### Given instruction
Format the stretch of rows below as a two-column Markdown table, from the line containing "Reviewer note: confirm that each instance of the white cloud" through the line containing "[(366, 165), (495, 237)]", both included. Put a sequential number in the Index column and the line itself in the Text column, skipping blank lines.

### Listed entries
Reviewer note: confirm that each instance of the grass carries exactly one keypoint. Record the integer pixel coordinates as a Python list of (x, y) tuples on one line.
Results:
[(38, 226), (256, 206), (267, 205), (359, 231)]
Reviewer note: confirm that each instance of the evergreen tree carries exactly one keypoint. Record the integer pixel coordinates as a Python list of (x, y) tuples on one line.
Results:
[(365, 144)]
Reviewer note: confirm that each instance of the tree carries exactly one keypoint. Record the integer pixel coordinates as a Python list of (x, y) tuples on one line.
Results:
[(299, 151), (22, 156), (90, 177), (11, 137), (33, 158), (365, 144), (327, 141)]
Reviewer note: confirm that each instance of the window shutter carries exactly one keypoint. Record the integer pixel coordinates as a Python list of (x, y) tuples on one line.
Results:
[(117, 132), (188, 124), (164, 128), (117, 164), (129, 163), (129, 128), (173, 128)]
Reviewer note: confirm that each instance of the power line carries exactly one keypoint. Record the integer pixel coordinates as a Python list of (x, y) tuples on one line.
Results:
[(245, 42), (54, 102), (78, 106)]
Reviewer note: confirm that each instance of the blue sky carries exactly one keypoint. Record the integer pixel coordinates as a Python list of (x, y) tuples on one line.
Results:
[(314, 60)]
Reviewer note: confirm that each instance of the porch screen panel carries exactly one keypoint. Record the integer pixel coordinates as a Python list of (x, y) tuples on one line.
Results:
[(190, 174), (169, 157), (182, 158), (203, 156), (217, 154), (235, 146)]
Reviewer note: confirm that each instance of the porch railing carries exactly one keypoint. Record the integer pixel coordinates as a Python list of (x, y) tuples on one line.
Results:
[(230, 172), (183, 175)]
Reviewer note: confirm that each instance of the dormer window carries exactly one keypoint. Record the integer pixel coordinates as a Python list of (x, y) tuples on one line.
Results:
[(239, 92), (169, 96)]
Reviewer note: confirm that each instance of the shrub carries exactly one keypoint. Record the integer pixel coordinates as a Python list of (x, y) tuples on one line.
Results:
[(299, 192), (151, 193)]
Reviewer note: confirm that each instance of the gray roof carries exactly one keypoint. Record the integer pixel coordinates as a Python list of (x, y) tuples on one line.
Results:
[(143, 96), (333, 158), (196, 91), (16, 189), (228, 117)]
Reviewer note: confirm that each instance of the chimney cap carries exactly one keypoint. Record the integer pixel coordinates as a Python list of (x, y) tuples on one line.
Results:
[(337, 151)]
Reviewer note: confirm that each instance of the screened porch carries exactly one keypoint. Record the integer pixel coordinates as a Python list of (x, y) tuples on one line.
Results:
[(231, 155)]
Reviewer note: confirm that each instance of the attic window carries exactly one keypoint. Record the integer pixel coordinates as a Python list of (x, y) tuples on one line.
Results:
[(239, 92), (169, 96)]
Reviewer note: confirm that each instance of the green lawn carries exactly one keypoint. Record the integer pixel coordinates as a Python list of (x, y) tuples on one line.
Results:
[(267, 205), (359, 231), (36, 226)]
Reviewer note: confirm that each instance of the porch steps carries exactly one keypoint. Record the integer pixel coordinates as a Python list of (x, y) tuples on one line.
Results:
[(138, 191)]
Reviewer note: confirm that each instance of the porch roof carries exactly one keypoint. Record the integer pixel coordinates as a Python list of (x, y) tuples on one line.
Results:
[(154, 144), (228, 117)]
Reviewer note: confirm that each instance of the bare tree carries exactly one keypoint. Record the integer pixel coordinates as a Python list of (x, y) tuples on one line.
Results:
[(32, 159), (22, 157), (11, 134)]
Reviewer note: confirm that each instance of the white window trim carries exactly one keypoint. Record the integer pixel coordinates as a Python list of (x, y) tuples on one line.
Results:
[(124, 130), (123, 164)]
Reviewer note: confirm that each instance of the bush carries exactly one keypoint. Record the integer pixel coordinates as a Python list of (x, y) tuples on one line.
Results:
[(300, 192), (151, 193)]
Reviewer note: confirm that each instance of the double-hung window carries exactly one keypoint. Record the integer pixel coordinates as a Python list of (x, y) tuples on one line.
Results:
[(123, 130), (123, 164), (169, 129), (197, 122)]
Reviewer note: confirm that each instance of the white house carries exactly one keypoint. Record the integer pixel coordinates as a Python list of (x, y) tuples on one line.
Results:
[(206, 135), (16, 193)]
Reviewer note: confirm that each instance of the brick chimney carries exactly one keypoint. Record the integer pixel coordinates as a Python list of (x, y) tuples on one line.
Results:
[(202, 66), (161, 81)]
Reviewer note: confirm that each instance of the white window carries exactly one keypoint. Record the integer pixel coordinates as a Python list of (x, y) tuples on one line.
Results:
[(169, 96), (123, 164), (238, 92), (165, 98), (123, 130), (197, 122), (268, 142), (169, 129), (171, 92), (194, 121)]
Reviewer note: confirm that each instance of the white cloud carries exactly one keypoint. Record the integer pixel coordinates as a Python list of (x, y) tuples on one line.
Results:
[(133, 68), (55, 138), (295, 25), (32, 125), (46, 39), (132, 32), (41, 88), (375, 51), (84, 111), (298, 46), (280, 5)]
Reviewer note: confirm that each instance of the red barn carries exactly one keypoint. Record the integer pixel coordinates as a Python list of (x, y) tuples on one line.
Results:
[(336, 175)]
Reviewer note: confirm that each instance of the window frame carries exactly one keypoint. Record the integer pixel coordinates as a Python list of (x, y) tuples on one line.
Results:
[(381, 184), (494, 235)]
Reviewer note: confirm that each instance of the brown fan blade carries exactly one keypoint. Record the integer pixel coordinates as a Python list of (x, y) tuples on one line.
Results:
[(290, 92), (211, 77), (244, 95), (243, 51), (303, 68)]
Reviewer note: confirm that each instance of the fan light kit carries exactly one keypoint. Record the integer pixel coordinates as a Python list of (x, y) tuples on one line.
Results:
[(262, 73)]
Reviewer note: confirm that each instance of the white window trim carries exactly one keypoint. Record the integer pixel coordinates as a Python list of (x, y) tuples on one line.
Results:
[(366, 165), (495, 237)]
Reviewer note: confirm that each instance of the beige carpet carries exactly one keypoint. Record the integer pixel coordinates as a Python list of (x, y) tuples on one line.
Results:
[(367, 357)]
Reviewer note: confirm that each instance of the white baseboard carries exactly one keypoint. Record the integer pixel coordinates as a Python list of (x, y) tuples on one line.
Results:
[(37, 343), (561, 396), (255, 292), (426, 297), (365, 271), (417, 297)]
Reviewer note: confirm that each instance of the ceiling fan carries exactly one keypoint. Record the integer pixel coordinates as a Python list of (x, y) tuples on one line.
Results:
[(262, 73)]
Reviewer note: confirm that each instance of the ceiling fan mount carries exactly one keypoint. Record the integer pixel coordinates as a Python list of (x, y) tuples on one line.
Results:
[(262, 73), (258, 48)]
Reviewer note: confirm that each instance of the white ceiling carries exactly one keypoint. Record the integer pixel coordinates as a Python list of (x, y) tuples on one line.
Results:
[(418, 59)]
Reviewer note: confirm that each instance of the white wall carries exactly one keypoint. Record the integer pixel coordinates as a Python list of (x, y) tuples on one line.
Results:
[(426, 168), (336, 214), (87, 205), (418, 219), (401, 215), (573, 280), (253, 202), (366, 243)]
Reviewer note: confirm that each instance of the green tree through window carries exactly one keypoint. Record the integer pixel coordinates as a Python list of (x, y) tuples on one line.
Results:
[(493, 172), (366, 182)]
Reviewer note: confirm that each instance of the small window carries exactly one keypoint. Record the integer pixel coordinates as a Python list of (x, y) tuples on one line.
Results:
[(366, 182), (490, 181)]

### Task result
| Index | Text |
|---|---|
| 1 | Reviewer note: confirm that each instance of the white cloud carries exactly one keypoint. Record the integer pixel coordinates as a Python list of (x, y) tuples on one line. |
| 2 | Results: |
| 3 | [(133, 68), (55, 138), (295, 25), (32, 125), (46, 39), (132, 32), (41, 88), (375, 51), (84, 111), (298, 46), (280, 5)] |
| 4 | Reviewer note: confirm that each instance of the red barn carries exactly one keypoint. Record the integer pixel coordinates as a Python list of (x, y) tuples on one line. |
| 5 | Results: |
| 6 | [(336, 175)] |
| 7 | Reviewer note: confirm that each instance of the window frame carries exactly one keypoint. Record the integer pixel coordinates as a Python list of (x, y) tuples on one line. |
| 8 | Results: |
| 9 | [(381, 184), (494, 235)] |
| 10 | Reviewer note: confirm that each instance of the brown fan blade carries exactly one keypoint. Record the integer pixel coordinates as a Python list of (x, y) tuples on one line. |
| 11 | Results: |
| 12 | [(290, 92), (211, 77), (244, 95), (243, 51), (303, 68)] |
| 13 | Reviewer note: confirm that each instance of the fan light kit carries exactly one keypoint. Record the integer pixel coordinates as a Python list of (x, y) tuples on one line. |
| 14 | Results: |
| 15 | [(262, 73)] |
| 16 | Reviewer note: confirm that each instance of the white window trim carries exactly one keypoint. Record the integer pixel coordinates as a Python list of (x, y) tuples on one line. |
| 17 | Results: |
| 18 | [(366, 165), (495, 237)] |